**What to produce**. Copy out the stretch from the line containing "pillow in this photo, one line per instance." through the line containing "(1031, 536)", changing "wooden wall plank" to "timber wall board" and keeping everything else identical.

**Input data**.
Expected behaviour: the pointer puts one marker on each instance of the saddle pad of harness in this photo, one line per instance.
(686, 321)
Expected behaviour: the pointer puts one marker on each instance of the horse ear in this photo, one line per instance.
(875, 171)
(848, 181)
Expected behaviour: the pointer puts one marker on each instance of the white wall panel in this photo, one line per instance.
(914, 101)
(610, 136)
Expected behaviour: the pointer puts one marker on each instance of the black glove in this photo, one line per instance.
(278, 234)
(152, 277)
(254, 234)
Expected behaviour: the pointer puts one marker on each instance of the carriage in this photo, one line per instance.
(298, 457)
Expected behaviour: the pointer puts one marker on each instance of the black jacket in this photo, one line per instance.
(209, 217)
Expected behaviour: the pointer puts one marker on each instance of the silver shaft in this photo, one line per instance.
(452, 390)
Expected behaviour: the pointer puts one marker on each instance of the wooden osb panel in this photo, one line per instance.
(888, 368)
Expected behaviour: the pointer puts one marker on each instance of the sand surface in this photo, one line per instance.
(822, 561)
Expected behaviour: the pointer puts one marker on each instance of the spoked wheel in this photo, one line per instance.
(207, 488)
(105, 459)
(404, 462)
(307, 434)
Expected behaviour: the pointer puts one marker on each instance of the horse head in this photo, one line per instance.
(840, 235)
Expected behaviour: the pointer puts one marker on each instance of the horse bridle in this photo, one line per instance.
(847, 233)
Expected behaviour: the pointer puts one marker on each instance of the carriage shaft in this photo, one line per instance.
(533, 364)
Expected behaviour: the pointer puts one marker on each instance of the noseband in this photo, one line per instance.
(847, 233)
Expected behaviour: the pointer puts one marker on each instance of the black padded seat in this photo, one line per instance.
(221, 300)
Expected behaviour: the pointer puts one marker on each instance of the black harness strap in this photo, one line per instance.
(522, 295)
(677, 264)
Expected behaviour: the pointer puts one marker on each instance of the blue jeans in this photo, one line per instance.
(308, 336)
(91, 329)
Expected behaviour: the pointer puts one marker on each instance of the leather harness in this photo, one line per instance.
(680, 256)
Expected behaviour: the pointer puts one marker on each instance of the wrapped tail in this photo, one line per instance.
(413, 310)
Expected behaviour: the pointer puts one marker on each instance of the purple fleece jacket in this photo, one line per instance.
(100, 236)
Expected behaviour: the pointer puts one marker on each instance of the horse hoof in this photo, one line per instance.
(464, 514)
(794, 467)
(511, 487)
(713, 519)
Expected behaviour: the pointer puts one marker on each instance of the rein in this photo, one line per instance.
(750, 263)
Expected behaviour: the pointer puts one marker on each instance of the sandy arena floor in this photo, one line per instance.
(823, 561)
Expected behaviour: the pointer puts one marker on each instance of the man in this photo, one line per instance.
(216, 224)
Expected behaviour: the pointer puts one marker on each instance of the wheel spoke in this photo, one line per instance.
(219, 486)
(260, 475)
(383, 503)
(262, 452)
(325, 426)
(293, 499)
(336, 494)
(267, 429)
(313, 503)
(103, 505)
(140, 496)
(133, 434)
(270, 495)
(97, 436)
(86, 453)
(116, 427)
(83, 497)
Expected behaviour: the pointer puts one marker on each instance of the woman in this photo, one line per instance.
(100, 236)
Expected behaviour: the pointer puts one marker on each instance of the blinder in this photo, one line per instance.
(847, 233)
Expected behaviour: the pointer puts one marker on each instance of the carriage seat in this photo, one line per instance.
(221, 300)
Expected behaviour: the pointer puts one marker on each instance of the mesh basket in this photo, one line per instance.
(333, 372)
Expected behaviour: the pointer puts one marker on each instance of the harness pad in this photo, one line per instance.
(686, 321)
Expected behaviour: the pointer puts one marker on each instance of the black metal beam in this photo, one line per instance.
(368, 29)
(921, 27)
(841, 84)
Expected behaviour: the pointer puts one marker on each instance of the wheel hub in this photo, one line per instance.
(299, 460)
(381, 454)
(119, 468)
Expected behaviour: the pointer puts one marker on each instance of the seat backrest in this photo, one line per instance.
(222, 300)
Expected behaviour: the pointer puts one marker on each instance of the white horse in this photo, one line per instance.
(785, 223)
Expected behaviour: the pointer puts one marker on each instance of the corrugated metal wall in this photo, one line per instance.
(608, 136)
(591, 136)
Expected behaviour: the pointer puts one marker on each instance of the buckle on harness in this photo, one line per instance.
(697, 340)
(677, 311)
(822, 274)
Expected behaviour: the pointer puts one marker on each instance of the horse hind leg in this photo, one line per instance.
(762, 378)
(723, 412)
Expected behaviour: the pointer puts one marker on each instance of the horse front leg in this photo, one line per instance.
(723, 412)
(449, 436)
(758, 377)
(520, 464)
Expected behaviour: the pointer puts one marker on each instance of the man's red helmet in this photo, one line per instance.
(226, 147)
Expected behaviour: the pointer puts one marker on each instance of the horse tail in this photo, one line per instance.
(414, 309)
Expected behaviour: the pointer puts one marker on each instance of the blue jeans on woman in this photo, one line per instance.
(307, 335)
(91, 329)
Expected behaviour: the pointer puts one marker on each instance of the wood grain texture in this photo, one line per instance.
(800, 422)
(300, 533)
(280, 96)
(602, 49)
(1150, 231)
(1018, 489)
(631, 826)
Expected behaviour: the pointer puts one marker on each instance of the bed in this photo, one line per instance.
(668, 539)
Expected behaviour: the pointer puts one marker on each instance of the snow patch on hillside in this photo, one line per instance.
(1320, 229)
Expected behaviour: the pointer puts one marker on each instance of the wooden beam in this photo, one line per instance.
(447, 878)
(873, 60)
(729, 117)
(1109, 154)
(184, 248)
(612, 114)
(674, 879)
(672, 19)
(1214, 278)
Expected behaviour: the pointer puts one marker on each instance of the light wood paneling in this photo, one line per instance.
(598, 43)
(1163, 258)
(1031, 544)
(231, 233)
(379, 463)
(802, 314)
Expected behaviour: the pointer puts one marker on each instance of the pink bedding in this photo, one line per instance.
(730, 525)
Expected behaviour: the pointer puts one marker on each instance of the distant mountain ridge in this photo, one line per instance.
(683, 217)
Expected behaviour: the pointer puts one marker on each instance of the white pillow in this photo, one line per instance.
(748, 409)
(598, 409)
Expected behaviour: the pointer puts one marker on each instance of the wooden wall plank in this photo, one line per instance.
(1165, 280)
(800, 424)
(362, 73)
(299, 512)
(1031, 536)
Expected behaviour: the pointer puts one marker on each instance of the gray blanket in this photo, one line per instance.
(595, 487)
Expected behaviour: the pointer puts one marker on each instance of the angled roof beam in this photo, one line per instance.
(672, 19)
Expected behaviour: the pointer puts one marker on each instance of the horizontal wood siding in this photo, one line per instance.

**Worked answer**.
Expected behaviour: the pointer puts one marker on each instance of the white pillow in this photo, one line per instance.
(748, 409)
(598, 409)
Expected behaviour: the pointer puts one marker on each instance of the timber wall board in this photo, one line per instance.
(1165, 280)
(800, 424)
(362, 73)
(299, 512)
(1031, 536)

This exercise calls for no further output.